> **Problem requirements**
Every line below between the line holding "Where can the mountain" and the line holding "Target: white t-shirt", inclusive, should be repeated exactly, and all other lines omitted.

> **Natural language region descriptions**
□ □ □

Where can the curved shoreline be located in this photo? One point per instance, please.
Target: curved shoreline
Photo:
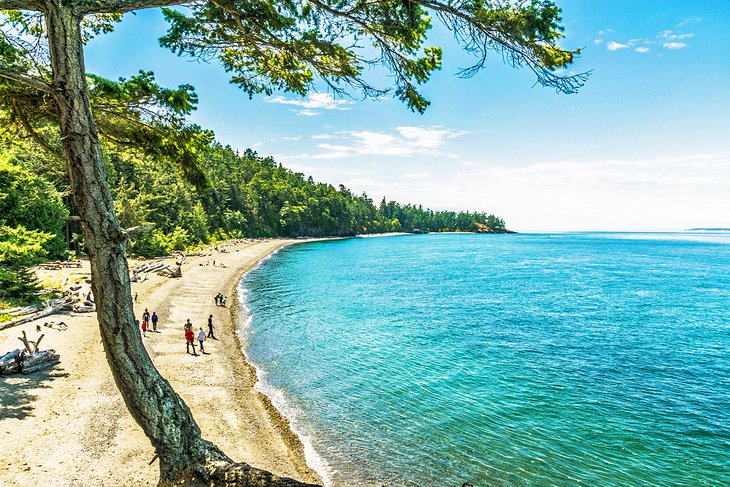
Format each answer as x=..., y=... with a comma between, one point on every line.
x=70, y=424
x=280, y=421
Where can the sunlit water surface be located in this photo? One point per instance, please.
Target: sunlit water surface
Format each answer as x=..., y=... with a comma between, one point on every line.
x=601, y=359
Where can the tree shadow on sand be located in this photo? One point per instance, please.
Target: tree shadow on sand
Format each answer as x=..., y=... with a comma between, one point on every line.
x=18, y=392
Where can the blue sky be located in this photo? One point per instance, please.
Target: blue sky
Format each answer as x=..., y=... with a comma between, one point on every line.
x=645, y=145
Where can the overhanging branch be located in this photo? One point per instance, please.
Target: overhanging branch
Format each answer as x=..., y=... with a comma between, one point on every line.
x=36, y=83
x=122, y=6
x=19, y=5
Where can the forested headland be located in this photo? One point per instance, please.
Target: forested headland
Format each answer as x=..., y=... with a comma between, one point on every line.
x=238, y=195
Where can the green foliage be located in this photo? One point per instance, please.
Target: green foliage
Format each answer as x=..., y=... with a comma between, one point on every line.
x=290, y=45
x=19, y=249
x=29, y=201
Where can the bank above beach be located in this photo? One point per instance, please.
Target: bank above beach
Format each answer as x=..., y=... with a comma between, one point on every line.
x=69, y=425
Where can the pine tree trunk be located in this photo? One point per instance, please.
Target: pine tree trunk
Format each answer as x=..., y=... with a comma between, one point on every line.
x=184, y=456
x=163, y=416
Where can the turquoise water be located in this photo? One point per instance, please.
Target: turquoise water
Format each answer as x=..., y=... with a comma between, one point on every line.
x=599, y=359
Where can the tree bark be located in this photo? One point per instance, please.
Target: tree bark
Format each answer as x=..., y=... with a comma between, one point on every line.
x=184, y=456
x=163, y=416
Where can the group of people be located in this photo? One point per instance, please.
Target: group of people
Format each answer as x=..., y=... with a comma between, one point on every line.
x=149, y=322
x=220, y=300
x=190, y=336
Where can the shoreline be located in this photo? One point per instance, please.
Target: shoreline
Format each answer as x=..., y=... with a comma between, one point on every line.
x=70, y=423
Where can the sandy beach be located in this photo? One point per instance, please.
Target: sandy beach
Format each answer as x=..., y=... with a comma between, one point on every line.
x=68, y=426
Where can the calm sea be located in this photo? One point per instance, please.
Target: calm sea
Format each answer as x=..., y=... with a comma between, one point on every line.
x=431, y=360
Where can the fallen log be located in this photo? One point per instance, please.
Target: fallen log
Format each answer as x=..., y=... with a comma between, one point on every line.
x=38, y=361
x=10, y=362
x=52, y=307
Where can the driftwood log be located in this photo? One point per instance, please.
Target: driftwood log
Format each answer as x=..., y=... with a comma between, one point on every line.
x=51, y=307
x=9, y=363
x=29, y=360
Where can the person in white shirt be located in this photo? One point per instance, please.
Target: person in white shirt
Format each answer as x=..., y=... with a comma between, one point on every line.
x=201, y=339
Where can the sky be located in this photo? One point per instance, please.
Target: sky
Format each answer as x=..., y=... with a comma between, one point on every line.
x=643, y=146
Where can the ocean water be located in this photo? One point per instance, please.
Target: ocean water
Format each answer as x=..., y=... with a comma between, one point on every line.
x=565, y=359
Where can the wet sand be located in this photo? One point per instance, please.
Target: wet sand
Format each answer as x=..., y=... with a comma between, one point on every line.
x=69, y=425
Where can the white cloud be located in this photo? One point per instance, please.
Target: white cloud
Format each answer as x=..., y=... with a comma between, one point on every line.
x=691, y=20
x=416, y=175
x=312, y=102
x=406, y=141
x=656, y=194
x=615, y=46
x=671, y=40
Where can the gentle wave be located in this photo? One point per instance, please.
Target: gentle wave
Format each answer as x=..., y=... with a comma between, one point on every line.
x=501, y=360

□ □ □

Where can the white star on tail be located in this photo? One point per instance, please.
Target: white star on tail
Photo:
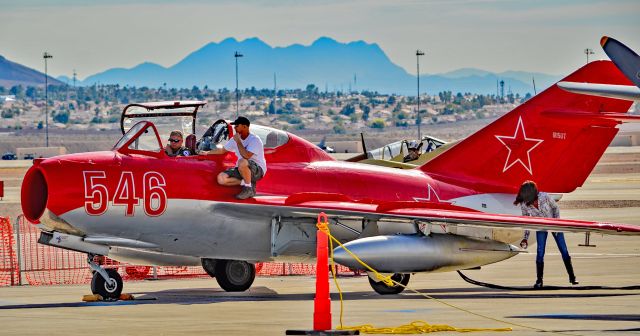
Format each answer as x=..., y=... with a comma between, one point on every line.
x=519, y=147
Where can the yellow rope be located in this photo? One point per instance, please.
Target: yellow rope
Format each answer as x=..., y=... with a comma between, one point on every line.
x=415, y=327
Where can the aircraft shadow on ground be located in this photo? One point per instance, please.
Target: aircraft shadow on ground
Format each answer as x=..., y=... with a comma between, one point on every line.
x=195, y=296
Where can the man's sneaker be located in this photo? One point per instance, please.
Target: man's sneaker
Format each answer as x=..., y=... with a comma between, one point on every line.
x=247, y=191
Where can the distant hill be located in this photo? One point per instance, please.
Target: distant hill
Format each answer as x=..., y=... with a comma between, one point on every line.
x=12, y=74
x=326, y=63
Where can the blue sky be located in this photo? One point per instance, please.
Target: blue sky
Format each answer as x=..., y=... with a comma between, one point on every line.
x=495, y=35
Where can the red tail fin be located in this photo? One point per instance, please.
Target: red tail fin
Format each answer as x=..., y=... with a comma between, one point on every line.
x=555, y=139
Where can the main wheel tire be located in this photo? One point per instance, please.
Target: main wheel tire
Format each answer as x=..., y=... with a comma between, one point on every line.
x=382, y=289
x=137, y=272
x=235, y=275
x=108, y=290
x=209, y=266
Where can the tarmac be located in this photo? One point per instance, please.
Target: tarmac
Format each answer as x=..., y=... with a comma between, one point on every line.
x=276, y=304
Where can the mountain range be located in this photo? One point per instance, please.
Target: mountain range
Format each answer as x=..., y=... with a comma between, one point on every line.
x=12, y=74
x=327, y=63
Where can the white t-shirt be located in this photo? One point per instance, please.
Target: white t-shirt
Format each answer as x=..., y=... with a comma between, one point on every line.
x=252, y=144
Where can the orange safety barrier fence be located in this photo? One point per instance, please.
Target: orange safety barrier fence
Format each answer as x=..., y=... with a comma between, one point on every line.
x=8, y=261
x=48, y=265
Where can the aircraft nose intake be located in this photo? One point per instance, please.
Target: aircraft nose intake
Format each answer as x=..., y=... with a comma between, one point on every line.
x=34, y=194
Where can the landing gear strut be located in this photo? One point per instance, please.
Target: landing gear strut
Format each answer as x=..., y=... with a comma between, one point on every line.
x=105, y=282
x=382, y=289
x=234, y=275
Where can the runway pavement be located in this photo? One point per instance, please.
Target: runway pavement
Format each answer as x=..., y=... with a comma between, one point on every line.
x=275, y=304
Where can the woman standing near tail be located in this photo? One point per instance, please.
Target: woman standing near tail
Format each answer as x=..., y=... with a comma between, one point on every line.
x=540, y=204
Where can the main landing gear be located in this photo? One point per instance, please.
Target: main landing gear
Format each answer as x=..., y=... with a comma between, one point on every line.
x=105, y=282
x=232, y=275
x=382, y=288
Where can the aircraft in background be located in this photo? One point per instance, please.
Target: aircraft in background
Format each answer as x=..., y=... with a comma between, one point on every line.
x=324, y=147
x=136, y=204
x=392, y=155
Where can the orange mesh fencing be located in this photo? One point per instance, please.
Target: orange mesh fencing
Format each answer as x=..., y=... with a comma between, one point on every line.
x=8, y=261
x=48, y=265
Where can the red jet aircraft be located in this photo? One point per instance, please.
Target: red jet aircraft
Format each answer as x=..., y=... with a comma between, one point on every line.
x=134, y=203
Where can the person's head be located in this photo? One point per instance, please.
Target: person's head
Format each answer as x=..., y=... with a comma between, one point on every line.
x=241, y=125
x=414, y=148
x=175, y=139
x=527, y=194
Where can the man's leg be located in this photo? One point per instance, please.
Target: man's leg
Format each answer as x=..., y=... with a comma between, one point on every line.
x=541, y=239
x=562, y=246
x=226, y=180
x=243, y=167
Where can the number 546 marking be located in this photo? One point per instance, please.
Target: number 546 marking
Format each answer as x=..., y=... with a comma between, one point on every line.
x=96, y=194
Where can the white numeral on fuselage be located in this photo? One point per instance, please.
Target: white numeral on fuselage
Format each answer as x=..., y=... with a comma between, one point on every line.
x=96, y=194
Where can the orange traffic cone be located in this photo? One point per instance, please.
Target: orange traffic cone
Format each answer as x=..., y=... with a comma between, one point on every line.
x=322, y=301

□ □ □

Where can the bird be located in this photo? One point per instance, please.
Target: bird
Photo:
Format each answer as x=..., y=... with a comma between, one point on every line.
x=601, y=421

□ □ □

> **Solution for this exercise**
Where can the mountain range be located in this photo? One point per instance, please.
Target: mountain range
Format each answer as x=..., y=... with a comma between, one point on every line.
x=12, y=74
x=327, y=63
Where can the white t-shirt be located in this photo? One point per instance, please.
Target: white t-shirt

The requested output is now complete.